== Texte de la page ==
Ce qui apparaît de façon quasi généralisée, par rapport au fonctionnement précédemment en usage dans l’établissement, et quelle que soit l’organisation choisie :
- Le coût / élève n’est pas inférieur, et généralement proche de l’identique. Cela est principalement dû au taux d’encadrement des ensembles : deux, trois, voire quatre enseignants – ou plus – sont mobilisés simultanément pour un même groupe d’élèves. Les fluctuations relevées sont directement liées aux variations d’effectifs des groupes : par exemple, dans une même structure et à encadrement égal, le coût élève pour un ensemble de 18 élèves est supérieur à celui d’un ensemble de 24 élèves ; pour les collectivités, et notamment les moins importantes, on perçoit qu’il peut y avoir là une difficulté d’ordre prévisionnelle.
- Dans de nombreux établissements, un fonctionnement « classique » est maintenu, officiellement pour permettre d’absorber les « cas particuliers ». On peut légitimement se demander si ce maintien n’est pas parfois lié à des résistances d’enseignants ou de parents, désemparés par des changements qu’ils ne comprennent pas ou vis-à-vis desquels ils se sentent démunis.
===
Consigne
D'après le texte de la page, à quoi tient principalement le fait que le coût par élève ne soit pas inférieur ? Les enregistrements qui suivent n'ont aucun rapport avec le texte de la page.
== Relevé des données ==
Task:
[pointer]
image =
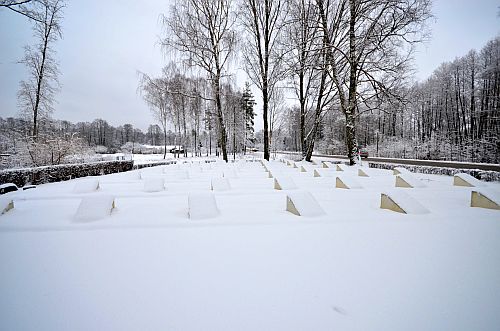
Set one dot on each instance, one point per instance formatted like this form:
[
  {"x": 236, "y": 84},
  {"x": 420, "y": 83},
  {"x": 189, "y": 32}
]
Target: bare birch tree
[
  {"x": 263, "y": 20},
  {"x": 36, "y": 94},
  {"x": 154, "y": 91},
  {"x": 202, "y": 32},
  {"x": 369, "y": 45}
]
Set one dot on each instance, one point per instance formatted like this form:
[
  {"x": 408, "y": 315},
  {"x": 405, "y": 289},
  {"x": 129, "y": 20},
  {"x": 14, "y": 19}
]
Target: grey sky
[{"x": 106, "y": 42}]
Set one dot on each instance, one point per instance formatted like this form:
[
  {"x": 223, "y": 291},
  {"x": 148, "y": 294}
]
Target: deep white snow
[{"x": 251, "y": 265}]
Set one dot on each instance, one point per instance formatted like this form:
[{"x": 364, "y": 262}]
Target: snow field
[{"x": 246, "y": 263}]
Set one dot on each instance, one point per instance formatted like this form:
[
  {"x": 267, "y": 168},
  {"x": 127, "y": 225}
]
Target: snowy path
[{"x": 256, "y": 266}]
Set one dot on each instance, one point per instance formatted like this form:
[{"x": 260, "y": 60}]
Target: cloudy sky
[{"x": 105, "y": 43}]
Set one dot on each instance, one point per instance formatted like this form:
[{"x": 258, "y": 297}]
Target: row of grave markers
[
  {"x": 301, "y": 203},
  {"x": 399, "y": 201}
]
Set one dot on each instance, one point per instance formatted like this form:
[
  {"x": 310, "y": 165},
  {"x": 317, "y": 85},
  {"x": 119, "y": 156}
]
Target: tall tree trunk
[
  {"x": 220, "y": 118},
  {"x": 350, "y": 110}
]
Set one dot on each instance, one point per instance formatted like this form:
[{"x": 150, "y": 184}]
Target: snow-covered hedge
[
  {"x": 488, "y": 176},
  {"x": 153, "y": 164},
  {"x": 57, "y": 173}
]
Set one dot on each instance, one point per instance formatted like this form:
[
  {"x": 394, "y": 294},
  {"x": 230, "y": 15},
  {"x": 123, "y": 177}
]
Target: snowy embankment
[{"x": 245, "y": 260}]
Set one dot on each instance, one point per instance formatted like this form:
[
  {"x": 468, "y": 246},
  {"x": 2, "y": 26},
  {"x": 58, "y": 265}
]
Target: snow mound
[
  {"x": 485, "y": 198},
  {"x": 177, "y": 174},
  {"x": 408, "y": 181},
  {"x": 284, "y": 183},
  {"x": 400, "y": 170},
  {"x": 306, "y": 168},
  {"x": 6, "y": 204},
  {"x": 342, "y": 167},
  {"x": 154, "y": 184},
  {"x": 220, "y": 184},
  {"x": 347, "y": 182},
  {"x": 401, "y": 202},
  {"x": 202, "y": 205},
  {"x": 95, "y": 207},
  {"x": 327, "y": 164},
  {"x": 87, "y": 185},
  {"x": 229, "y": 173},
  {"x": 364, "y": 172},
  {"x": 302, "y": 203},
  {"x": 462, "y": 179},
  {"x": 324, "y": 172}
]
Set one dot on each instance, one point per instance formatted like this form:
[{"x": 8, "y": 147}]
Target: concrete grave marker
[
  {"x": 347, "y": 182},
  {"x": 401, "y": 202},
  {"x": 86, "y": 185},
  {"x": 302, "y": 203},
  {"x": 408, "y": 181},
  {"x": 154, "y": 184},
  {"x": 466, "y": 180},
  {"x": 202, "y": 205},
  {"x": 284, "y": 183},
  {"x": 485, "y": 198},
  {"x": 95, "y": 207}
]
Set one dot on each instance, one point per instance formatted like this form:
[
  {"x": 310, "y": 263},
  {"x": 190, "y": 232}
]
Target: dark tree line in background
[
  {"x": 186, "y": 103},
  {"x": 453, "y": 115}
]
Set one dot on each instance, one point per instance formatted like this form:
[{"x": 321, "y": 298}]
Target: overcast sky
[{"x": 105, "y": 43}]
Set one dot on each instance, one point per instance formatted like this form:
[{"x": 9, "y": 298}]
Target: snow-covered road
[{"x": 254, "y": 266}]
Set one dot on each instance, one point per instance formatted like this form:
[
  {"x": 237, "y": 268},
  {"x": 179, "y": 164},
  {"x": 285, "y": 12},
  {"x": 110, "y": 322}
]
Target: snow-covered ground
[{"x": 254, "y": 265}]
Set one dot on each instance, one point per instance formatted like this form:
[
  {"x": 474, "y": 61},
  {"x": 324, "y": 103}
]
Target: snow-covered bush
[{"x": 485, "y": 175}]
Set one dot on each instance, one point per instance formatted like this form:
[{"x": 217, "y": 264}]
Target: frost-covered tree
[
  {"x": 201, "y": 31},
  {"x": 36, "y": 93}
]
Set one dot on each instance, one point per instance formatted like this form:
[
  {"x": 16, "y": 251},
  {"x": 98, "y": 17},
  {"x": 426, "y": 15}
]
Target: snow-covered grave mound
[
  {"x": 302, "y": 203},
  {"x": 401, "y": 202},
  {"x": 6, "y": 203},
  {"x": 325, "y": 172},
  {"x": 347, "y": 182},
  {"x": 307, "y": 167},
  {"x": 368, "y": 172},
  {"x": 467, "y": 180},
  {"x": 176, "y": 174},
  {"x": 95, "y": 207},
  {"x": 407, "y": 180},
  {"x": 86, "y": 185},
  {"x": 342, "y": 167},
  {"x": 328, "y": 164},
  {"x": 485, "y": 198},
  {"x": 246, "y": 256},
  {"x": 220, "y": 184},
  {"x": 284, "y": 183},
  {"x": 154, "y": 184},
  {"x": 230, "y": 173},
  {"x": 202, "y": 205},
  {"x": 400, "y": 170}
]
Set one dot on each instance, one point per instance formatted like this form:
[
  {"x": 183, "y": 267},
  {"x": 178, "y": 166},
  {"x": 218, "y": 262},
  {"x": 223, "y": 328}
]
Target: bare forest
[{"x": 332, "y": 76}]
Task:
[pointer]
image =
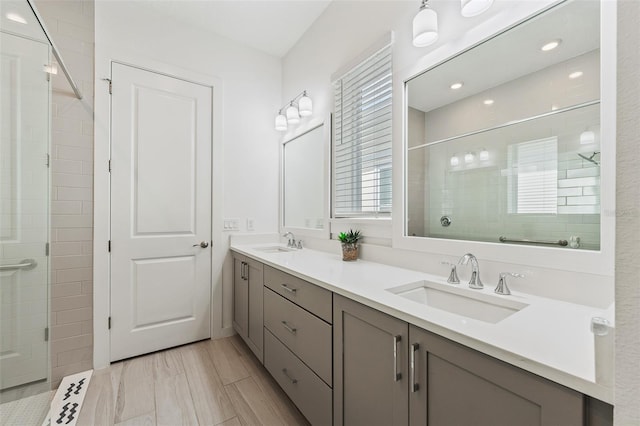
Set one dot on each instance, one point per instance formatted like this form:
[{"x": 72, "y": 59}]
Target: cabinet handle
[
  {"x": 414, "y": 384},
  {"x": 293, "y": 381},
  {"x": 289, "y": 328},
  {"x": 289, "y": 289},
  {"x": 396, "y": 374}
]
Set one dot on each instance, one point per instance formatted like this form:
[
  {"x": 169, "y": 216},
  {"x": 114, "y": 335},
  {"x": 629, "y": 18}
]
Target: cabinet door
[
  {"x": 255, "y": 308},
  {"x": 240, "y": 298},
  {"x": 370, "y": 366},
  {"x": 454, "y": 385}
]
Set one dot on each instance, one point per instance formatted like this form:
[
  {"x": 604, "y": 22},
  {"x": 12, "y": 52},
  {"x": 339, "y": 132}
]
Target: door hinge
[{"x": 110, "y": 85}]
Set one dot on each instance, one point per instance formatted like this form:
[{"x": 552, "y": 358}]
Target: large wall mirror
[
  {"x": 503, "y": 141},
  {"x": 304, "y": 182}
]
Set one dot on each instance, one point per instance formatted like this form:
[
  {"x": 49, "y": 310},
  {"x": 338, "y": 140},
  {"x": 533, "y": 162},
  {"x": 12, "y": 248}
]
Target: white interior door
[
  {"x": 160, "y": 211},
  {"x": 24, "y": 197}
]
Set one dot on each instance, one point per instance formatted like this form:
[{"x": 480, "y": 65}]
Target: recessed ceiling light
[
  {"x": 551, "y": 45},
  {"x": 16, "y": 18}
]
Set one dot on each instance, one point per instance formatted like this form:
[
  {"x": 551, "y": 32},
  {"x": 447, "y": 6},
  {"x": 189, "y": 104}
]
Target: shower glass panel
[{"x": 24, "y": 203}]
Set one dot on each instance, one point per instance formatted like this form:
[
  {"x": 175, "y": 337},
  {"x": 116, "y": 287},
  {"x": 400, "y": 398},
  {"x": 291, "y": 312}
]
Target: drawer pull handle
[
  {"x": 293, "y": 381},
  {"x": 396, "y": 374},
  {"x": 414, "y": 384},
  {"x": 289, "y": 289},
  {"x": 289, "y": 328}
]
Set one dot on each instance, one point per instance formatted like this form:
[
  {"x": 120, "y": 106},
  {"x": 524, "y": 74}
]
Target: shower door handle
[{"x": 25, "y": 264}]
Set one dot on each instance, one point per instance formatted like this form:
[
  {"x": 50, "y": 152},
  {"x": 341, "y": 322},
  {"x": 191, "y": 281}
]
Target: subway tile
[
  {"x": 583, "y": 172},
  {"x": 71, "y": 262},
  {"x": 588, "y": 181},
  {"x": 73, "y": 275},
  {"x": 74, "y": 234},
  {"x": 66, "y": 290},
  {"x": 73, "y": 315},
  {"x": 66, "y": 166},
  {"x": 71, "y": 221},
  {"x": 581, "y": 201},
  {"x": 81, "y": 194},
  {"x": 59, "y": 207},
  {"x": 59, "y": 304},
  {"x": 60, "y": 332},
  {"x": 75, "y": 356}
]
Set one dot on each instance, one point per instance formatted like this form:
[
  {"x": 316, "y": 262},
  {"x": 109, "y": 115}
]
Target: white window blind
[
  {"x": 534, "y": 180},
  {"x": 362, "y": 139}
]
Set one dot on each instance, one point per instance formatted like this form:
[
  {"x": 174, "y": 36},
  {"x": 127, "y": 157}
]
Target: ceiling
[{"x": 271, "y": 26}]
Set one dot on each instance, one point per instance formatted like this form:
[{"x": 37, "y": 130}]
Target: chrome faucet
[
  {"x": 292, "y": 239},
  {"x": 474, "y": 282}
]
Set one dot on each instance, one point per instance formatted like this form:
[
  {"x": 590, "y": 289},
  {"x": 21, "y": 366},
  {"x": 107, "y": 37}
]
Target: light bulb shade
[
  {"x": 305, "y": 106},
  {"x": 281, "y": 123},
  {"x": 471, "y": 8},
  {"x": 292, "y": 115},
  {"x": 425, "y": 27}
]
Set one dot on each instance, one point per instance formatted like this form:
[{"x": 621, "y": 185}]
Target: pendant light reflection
===
Réponse
Il tient surtout au taux d'encadrement des ensembles, puisque deux, trois, voire quatre enseignants ou plus sont mobilisés simultanément pour un même groupe d'élèves.